Job: Copy the data below from its first line through the line that contains "47 161 L 47", leaving out the picture. Multiply each coordinate in the answer outline by 1.85 and round to whole numbers, with halves rounded up, while every other line, including the format samples, stays unchanged.

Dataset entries
┌──

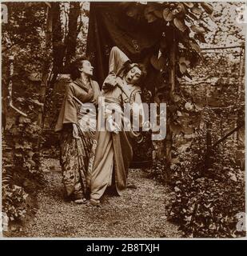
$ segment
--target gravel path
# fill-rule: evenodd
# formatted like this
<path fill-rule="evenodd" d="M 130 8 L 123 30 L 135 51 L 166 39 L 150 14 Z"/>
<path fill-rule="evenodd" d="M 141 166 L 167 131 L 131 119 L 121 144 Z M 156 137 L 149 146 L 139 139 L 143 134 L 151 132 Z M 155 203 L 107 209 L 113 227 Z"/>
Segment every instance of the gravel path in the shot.
<path fill-rule="evenodd" d="M 47 161 L 47 160 L 46 160 Z M 58 238 L 174 238 L 177 226 L 167 222 L 165 202 L 167 189 L 146 178 L 141 170 L 130 170 L 129 179 L 137 190 L 122 197 L 105 195 L 102 207 L 77 205 L 63 200 L 62 174 L 50 159 L 46 184 L 38 195 L 39 208 L 26 224 L 23 237 Z M 51 163 L 50 163 L 51 162 Z M 53 166 L 51 166 L 53 164 Z"/>

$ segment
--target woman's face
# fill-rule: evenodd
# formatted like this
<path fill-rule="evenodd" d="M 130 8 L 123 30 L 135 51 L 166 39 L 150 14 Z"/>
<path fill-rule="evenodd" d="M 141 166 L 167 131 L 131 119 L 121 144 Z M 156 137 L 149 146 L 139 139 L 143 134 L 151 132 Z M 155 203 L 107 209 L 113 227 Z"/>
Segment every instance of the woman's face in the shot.
<path fill-rule="evenodd" d="M 136 84 L 141 76 L 141 71 L 137 66 L 133 67 L 125 75 L 125 80 L 129 84 Z"/>
<path fill-rule="evenodd" d="M 93 75 L 94 66 L 91 66 L 91 63 L 89 61 L 82 62 L 82 67 L 79 70 L 81 72 L 85 73 L 89 76 Z"/>

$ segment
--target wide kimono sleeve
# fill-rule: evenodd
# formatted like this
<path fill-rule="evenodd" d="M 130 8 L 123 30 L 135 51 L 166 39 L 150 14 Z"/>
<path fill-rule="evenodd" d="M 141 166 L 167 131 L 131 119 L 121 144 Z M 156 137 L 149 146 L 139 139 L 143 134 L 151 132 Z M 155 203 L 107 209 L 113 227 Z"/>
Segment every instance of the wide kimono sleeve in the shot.
<path fill-rule="evenodd" d="M 143 126 L 145 122 L 145 113 L 141 98 L 141 90 L 139 90 L 133 93 L 133 101 L 131 102 L 131 110 L 133 116 L 137 117 L 139 119 L 139 127 Z"/>
<path fill-rule="evenodd" d="M 78 103 L 73 98 L 74 94 L 74 88 L 73 84 L 70 83 L 66 86 L 65 97 L 55 126 L 55 131 L 61 130 L 64 124 L 78 123 Z"/>
<path fill-rule="evenodd" d="M 111 90 L 121 82 L 118 77 L 122 74 L 126 62 L 130 62 L 129 58 L 118 47 L 114 46 L 110 54 L 109 74 L 103 82 L 103 90 Z"/>

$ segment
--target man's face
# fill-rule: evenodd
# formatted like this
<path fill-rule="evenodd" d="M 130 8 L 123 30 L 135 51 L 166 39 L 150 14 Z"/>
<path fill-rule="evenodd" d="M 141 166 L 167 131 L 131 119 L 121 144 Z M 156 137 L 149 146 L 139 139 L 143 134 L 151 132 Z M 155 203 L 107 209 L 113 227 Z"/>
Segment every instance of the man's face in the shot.
<path fill-rule="evenodd" d="M 141 71 L 137 66 L 133 67 L 125 75 L 125 80 L 129 84 L 136 84 L 141 75 Z"/>
<path fill-rule="evenodd" d="M 80 69 L 80 71 L 84 72 L 87 75 L 92 76 L 93 70 L 94 66 L 91 66 L 91 63 L 89 61 L 82 62 L 82 67 Z"/>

└──

Answer below:
$ segment
--target gravel path
# fill-rule: evenodd
# formatted like this
<path fill-rule="evenodd" d="M 130 8 L 123 30 L 135 51 L 166 39 L 150 14 Z"/>
<path fill-rule="evenodd" d="M 141 166 L 167 131 L 131 119 L 121 144 Z M 156 137 L 149 146 L 139 139 L 143 134 L 151 132 Z M 155 203 L 107 209 L 113 227 Z"/>
Segment every instance of the gravel path in the shot.
<path fill-rule="evenodd" d="M 87 298 L 87 296 L 85 296 Z M 107 440 L 322 440 L 327 418 L 309 411 L 305 374 L 309 350 L 270 329 L 261 315 L 241 315 L 239 331 L 253 352 L 226 364 L 194 361 L 189 383 L 142 379 L 117 370 L 115 322 L 93 294 L 85 340 L 70 361 L 72 385 L 48 414 L 43 438 Z M 94 302 L 93 302 L 94 300 Z M 98 307 L 94 307 L 98 303 Z"/>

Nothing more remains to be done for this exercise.